==== Textauszug ====
Auch mal das Hinterteil besehen

Es gibt die schöne These, wonach sich das Genie nach außen und das Arschloch nach innen zeigen. Zyniker meinen, bei Österreichern sei es genau umgekehrt.
Manfred Chobot hat ein Dutzend Schriftstellerinnen und Schriftsteller eingeladen, über das grandios widersprüchliche Begriffspaar Genie und Arschloch jeweils Fallbeispiele zu dokumentieren.

Quasi als kulturwissenschaftliches Fundament erläutert Wolfgang Müller-Funk die Faktenlage unter dem Aspekt: Das Arschloch des Genies, Seitenansichten über ein Phänomen im Zeitalter seiner Entzauberung. Darin wird der Begriff des Genies endlich demontiert, das sogenannte Genialische erweist sich dabei als eine werbestrategische Maßnahme, welche besonders für die Installation der Klassik und Romantik von großer Bedeutung gewesen ist.
Die Fallbeispiele sind mehr oder weniger lustig. Lustig ist vor allem, wenn die Stars demontiert werden, weniger lustig sind die Episoden für die Angehörigen und nahen Fans, so haben sich etwa rund um Pablo Picasso fast alle aufgehängt oder sonst wie gedemütigt und verzweifelt zu Tode gebracht.

Ernest Hemingway hat letztlich nur Jagd, Natur und Killen im Schädel gehabt, ehe er sich in diesen die erlösende Munition gejagt hat. Bei seinem Begräbnis war übrigens kein einziger Schriftstellerkollege anwesend, was auf einen hohen Arschlochquotienten des Verblichenen schließen lässt.
==== Auflistung ====
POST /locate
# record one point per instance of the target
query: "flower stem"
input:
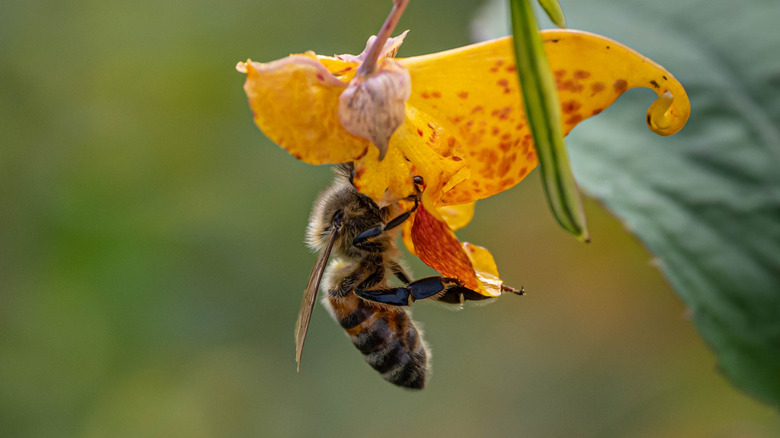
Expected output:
(369, 64)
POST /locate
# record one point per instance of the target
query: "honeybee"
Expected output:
(360, 236)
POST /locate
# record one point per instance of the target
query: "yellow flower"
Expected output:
(463, 127)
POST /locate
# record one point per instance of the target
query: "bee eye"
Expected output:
(338, 217)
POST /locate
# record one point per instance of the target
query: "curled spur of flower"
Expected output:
(455, 118)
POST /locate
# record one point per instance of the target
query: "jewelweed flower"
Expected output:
(455, 118)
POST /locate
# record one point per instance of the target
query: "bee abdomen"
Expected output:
(392, 345)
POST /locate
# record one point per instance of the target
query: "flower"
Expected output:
(463, 127)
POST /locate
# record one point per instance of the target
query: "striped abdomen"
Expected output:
(387, 337)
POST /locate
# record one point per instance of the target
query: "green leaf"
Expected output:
(705, 201)
(543, 111)
(553, 10)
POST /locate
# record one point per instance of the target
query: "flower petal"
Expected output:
(436, 245)
(457, 216)
(295, 103)
(485, 268)
(373, 106)
(473, 93)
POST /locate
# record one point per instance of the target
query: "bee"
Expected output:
(358, 237)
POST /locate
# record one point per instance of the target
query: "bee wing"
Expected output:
(310, 294)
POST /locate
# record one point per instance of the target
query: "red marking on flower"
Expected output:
(501, 114)
(362, 154)
(437, 247)
(343, 71)
(566, 85)
(581, 74)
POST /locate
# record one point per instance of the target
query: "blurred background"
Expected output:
(152, 258)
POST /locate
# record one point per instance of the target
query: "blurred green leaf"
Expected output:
(706, 201)
(553, 10)
(543, 111)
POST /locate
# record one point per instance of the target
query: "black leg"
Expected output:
(421, 289)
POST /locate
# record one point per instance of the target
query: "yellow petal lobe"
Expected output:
(473, 94)
(485, 268)
(457, 216)
(295, 103)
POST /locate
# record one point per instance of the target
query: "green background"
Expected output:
(151, 255)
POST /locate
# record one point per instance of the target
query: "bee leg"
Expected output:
(399, 273)
(421, 289)
(372, 232)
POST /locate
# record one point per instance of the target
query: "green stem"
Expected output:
(543, 112)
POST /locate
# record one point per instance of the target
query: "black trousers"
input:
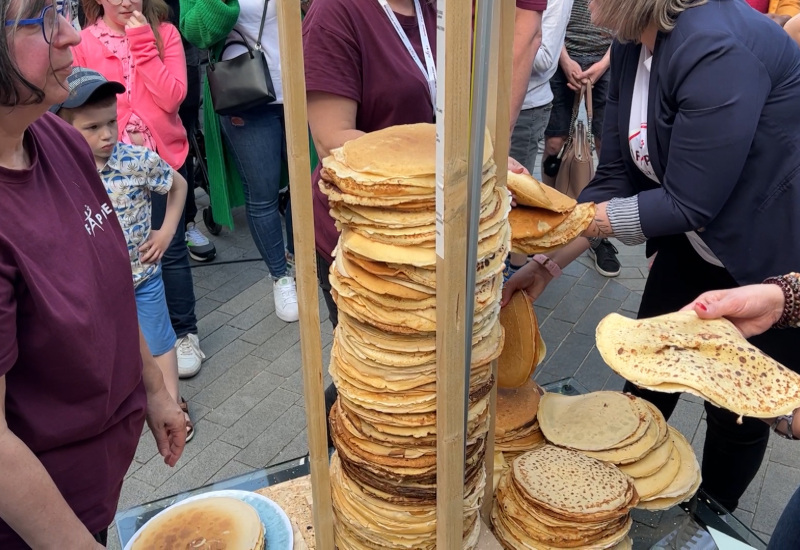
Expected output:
(323, 267)
(732, 453)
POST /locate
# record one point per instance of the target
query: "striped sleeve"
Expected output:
(623, 215)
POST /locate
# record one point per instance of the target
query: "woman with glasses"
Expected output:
(700, 160)
(76, 379)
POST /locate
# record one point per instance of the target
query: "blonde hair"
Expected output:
(155, 11)
(629, 18)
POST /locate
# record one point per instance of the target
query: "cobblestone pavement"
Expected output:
(247, 401)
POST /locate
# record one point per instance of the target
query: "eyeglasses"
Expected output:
(48, 20)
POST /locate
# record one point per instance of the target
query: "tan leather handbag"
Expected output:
(577, 165)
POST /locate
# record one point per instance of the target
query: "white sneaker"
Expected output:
(284, 291)
(190, 356)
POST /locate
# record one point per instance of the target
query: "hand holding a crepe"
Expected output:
(752, 308)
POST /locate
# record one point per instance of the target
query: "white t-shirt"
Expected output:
(637, 140)
(249, 18)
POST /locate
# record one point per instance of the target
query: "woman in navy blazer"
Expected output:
(701, 159)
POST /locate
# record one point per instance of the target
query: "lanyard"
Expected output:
(429, 69)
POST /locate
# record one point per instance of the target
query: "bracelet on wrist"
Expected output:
(548, 264)
(790, 286)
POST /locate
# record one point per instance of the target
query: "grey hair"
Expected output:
(629, 18)
(11, 79)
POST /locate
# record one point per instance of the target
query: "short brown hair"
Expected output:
(629, 18)
(155, 11)
(97, 100)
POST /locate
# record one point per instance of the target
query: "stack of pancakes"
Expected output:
(628, 432)
(559, 498)
(383, 361)
(516, 428)
(215, 522)
(544, 219)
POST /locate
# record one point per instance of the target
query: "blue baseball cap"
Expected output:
(84, 83)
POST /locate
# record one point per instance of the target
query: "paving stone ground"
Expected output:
(247, 401)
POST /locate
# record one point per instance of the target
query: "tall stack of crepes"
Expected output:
(558, 498)
(544, 219)
(383, 361)
(631, 434)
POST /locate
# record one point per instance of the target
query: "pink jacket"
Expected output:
(159, 85)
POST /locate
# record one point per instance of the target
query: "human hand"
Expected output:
(532, 278)
(594, 73)
(136, 20)
(168, 424)
(153, 249)
(752, 308)
(573, 73)
(779, 19)
(516, 167)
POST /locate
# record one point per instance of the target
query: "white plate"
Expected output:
(277, 527)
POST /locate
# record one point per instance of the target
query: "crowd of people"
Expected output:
(98, 105)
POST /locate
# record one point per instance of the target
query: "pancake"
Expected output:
(221, 522)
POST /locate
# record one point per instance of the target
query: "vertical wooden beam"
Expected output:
(294, 93)
(454, 60)
(498, 106)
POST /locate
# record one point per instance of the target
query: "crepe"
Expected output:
(573, 225)
(570, 483)
(519, 357)
(528, 191)
(533, 223)
(709, 358)
(407, 150)
(222, 521)
(592, 422)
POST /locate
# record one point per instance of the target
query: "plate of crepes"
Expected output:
(233, 520)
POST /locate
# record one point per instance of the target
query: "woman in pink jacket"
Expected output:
(129, 41)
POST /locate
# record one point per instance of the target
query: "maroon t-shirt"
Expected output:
(532, 5)
(352, 50)
(69, 341)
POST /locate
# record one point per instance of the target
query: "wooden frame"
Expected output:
(455, 107)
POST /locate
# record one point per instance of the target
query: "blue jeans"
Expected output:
(786, 535)
(528, 132)
(256, 139)
(176, 273)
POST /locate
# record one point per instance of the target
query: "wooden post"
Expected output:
(498, 117)
(454, 57)
(294, 93)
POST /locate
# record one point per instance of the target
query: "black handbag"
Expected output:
(242, 82)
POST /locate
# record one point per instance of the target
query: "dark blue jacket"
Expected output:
(723, 135)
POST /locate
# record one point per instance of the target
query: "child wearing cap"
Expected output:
(130, 174)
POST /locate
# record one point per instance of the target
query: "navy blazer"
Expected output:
(723, 136)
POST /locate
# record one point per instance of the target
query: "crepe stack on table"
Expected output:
(558, 498)
(383, 359)
(516, 428)
(680, 352)
(630, 433)
(544, 219)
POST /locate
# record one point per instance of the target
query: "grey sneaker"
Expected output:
(284, 292)
(190, 356)
(200, 248)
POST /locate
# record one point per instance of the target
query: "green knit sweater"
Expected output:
(206, 24)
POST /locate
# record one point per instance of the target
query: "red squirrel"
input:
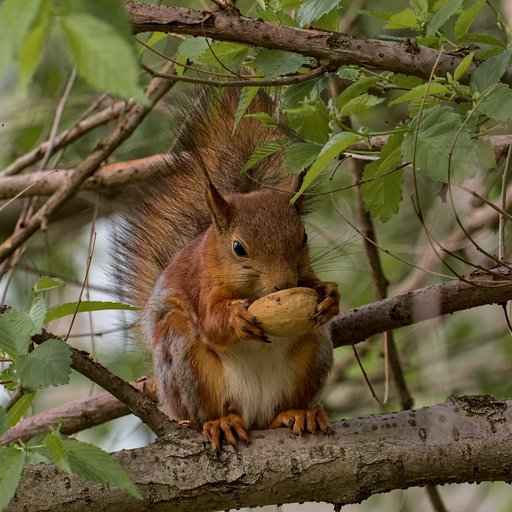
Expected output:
(196, 247)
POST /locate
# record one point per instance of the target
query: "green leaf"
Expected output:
(438, 136)
(193, 48)
(15, 23)
(231, 55)
(463, 66)
(360, 104)
(17, 411)
(4, 421)
(70, 308)
(48, 364)
(489, 72)
(383, 194)
(262, 152)
(466, 19)
(301, 155)
(16, 329)
(55, 447)
(313, 10)
(12, 461)
(498, 104)
(34, 43)
(423, 90)
(354, 90)
(38, 314)
(403, 19)
(311, 121)
(447, 10)
(485, 153)
(246, 96)
(334, 146)
(274, 63)
(92, 463)
(105, 60)
(45, 283)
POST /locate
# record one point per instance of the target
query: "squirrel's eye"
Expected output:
(239, 249)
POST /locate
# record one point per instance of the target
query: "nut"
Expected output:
(287, 312)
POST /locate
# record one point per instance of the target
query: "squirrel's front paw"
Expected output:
(244, 324)
(329, 305)
(231, 427)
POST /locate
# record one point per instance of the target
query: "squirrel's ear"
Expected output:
(295, 185)
(220, 209)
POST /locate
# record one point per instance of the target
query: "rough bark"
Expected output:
(466, 439)
(329, 47)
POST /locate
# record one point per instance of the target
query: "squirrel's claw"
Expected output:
(303, 420)
(232, 427)
(329, 305)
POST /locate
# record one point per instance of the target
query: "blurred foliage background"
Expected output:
(466, 353)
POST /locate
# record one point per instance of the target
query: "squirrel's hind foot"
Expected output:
(303, 420)
(231, 427)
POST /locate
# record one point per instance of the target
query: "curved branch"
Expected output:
(332, 47)
(464, 439)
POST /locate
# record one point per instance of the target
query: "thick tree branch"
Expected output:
(465, 439)
(335, 48)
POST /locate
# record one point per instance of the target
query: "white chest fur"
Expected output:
(257, 377)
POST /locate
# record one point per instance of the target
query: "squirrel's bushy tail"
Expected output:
(164, 215)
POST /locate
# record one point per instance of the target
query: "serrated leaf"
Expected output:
(354, 90)
(262, 152)
(92, 463)
(274, 63)
(12, 461)
(466, 19)
(313, 10)
(301, 155)
(4, 421)
(45, 283)
(437, 137)
(246, 96)
(360, 104)
(70, 308)
(383, 193)
(104, 59)
(193, 48)
(38, 313)
(463, 66)
(15, 23)
(55, 447)
(403, 19)
(48, 364)
(16, 329)
(17, 411)
(34, 43)
(334, 146)
(498, 104)
(423, 90)
(489, 72)
(231, 55)
(445, 12)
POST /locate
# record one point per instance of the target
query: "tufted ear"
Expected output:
(295, 185)
(220, 209)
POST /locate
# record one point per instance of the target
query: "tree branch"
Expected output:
(333, 47)
(464, 439)
(359, 324)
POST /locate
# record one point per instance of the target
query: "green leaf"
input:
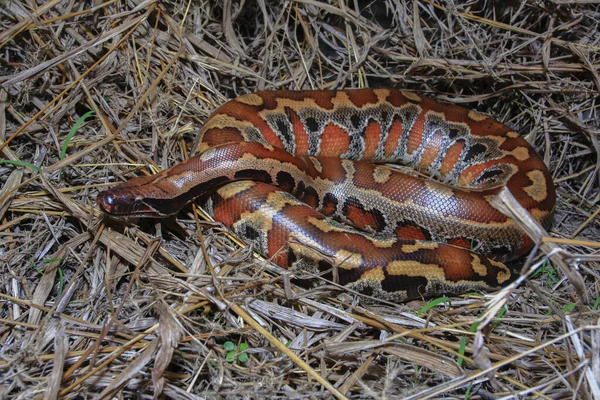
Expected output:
(229, 345)
(22, 164)
(72, 132)
(461, 349)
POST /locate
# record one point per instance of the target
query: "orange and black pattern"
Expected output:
(298, 174)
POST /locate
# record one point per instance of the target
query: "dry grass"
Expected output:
(94, 308)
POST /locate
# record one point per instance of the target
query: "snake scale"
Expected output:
(299, 175)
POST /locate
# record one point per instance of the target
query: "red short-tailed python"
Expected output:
(298, 174)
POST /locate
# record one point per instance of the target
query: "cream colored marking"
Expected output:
(537, 190)
(520, 153)
(278, 200)
(504, 275)
(442, 191)
(411, 248)
(263, 217)
(341, 99)
(345, 259)
(477, 116)
(411, 95)
(374, 274)
(350, 170)
(323, 225)
(381, 174)
(234, 188)
(251, 99)
(208, 155)
(381, 243)
(417, 269)
(478, 267)
(381, 94)
(316, 164)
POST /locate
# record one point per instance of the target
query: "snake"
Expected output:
(386, 191)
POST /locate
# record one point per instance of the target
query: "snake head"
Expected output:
(123, 202)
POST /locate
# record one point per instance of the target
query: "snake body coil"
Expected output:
(297, 174)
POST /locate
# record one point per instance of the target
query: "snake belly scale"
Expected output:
(299, 175)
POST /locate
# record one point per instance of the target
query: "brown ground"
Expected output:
(136, 309)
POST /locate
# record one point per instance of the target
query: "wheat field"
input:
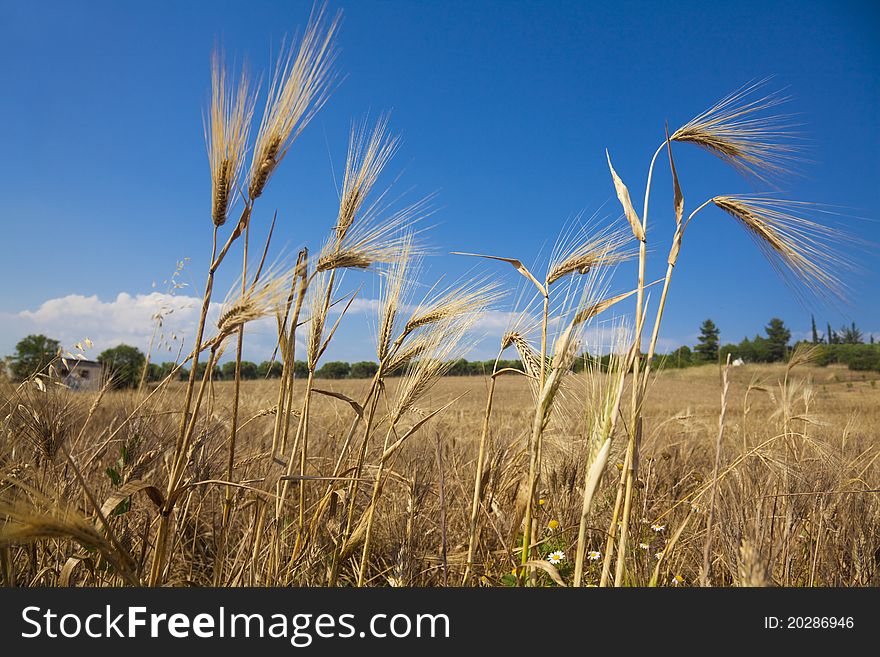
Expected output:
(584, 464)
(793, 508)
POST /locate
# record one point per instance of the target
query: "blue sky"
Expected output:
(505, 109)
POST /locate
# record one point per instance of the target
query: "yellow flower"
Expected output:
(556, 557)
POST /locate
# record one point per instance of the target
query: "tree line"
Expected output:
(845, 345)
(129, 366)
====
=== Ziele ===
A – Wie viele Schriftstellerinnen und Schriftsteller hat Manfred Chobot laut dem Textauszug eingeladen?
B – Zitiere bitte aus dem Textauszug alles von „Manfred Chobot hat“ bis hinunter zu „Fallbeispiele zu dokumentieren.“.

=== Antworten je Aufgabe ===
A – Ein Dutzend.

B –
Manfred Chobot hat ein Dutzend Schriftstellerinnen und Schriftsteller eingeladen, über das grandios widersprüchliche Begriffspaar Genie und Arschloch jeweils Fallbeispiele zu dokumentieren.